TASK INSTRUCTIONS
Copy out the note on changing the fill_buf reading loop word for word, in full.

# start of SELECTED PASSAGE

When reading memory in order, HW prefetching optimizations will
interfere with measuring how caches and memory are being accessed. This
adds noise into the results.

Change the fill_buf reading loop to not use an obvious in-order access
using multiply by a prime and modulo.

Using a prime multiplier with modulo ensures the entire buffer is
eventually read. 23 is small enough that the reads are spread out but
wrapping does not occur very frequently (wrapping too often can trigger
L2 hits more frequently which causes noise to the test because getting
the data from LLC is not required).

It was discovered that not all primes work equally well and some can
cause wildly unstable results (e.g., in an earlier version of this
patch, the reads were done in reversed order and 59 was used as the
prime resulting in unacceptably high and unstable results in MBA and
MBM test on some architectures).

# end of SELECTED PASSAGE
# start of ENTRIES SHOWN

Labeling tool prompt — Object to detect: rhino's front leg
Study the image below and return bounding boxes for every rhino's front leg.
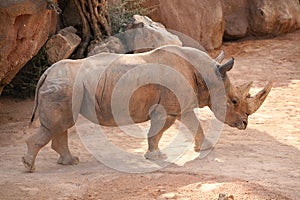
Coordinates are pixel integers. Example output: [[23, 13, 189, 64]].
[[145, 113, 176, 160], [179, 111, 213, 152], [22, 126, 53, 172], [51, 130, 79, 165]]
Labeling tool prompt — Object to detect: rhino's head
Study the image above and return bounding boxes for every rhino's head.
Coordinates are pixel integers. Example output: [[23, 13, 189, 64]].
[[213, 58, 273, 130]]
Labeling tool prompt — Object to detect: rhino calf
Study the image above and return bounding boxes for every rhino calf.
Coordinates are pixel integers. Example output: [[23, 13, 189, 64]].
[[22, 45, 272, 171]]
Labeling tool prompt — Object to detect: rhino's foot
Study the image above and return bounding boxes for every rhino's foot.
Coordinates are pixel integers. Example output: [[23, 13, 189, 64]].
[[22, 156, 35, 172], [144, 150, 167, 160], [194, 139, 214, 152], [57, 156, 79, 165]]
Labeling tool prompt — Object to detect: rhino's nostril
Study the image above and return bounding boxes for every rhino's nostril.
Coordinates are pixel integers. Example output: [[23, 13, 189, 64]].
[[243, 121, 248, 128]]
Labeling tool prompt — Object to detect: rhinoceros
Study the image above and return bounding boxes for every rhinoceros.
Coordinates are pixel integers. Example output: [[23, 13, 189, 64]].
[[22, 45, 272, 172]]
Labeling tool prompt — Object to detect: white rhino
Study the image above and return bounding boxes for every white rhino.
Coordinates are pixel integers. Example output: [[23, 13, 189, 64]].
[[22, 45, 272, 171]]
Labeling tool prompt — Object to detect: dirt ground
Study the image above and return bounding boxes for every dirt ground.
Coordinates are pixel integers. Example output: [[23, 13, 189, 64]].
[[0, 31, 300, 199]]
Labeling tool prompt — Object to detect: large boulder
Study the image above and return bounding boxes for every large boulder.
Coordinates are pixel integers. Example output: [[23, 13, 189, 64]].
[[88, 36, 127, 56], [145, 0, 225, 50], [119, 15, 182, 52], [223, 0, 250, 39], [88, 15, 182, 56], [250, 0, 300, 35], [0, 0, 56, 94], [46, 26, 81, 64]]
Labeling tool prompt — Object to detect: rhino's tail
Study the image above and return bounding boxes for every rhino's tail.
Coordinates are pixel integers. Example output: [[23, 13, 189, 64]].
[[30, 71, 47, 123]]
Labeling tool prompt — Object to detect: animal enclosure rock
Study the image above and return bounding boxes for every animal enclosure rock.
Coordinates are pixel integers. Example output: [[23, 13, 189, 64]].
[[119, 15, 182, 52], [0, 0, 56, 94], [146, 0, 224, 50], [88, 36, 126, 56], [223, 0, 249, 39], [250, 0, 300, 35], [46, 27, 81, 63]]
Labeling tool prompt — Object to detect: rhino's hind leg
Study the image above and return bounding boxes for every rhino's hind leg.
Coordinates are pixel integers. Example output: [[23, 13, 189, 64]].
[[22, 126, 52, 172], [51, 130, 79, 165], [144, 114, 176, 160]]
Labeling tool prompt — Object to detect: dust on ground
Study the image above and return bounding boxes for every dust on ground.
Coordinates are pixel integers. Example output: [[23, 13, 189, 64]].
[[0, 31, 300, 199]]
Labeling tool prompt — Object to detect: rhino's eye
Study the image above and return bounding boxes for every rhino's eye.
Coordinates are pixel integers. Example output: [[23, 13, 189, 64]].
[[231, 99, 239, 105]]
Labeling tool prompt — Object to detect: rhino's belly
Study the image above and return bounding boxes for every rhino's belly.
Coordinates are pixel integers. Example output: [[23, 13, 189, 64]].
[[81, 85, 166, 126]]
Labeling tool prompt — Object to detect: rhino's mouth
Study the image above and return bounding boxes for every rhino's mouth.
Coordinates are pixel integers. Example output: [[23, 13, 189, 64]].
[[228, 120, 248, 130], [236, 120, 248, 130]]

# end of ENTRIES SHOWN

ANSWER TO THE EXERCISE
When reading memory in order, HW prefetching optimizations will
interfere with measuring how caches and memory are being accessed. This
adds noise into the results.

Change the fill_buf reading loop to not use an obvious in-order access
using multiply by a prime and modulo.

Using a prime multiplier with modulo ensures the entire buffer is
eventually read. 23 is small enough that the reads are spread out but
wrapping does not occur very frequently (wrapping too often can trigger
L2 hits more frequently which causes noise to the test because getting
the data from LLC is not required).

It was discovered that not all primes work equally well and some can
cause wildly unstable results (e.g., in an earlier version of this
patch, the reads were done in reversed order and 59 was used as the
prime resulting in unacceptably high and unstable results in MBA and
MBM test on some architectures).